▶ **BRIEF 1**
Do these statements agree with the thread on reading a column with xlrd? (a) The asker hopes to avoid iterating over all column names and sheets because the file is large. (b) With col_values, column B has index 2. (c) A second parameter of col_values can set the row to start from. For each, answer yes or no and quote the deciding words.
▶ **BRIEF 2**
How would you sum up the thread on reading a column with xlrd in two sentences?

▶ **SELECTED EXCERPT**

Is there a way to access all rows in a column in a specific sheet by using python xlrd.
e.g:
workbook = xlrd.open_workbook('ESC data.xlsx', on_demand=True)
sheet = workbook.sheet['sheetname']
arrayofvalues = sheet['columnname']
Or do i have to create a dictionary by myself?
The excel is pretty big so i would love to avoid iterating over all the colnames/sheets
Yes, you are looking for the col_values()
worksheet method. Instead of
arrayofvalues = sheet['columnname']
you need to do
arrayofvalues = sheet.col_values(columnindex)
where columnindex
is the number of the column (counting from zero, so column A is index 0, column B is index 1, etc.). If you have a descriptive heading in the first row (or first few rows) you can give a second parameter that tells which row to start from (again, counting from zero). For example, if you have one header row, and thus want values starting in the second row, you could do
arrayofvalues = sheet.col_values(columnindex, 1)

▶ **RECORDS SUPPLIED**
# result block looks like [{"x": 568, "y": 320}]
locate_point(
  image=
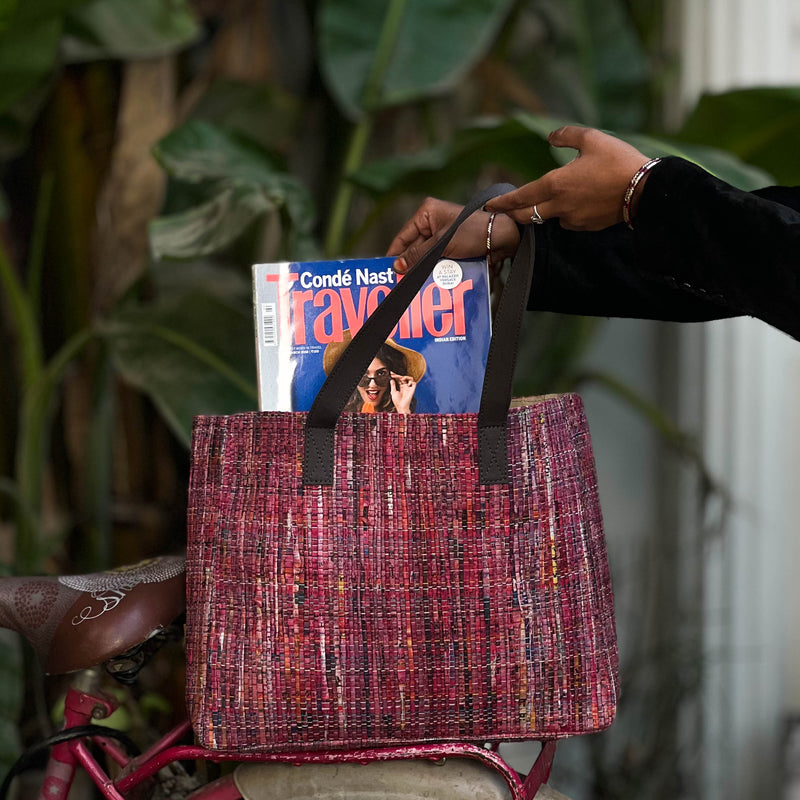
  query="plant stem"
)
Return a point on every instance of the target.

▶ **COMPLETE RESPONSE 1**
(a) Yes: "The excel is pretty big so i would love to avoid iterating over all the colnames/sheets"
(b) No: "counting from zero, so column A is index 0, column B is index 1"
(c) Yes: "you can give a second parameter that tells which row to start from"

▶ **COMPLETE RESPONSE 2**
The asker wants to know whether xlrd can return all rows of a column in a specific sheet without building a dictionary or iterating over a large workbook. The reply points to the worksheet method col_values(), which takes a column index counted from zero and an optional second parameter giving the row to start from, such as 1 to skip a single header row.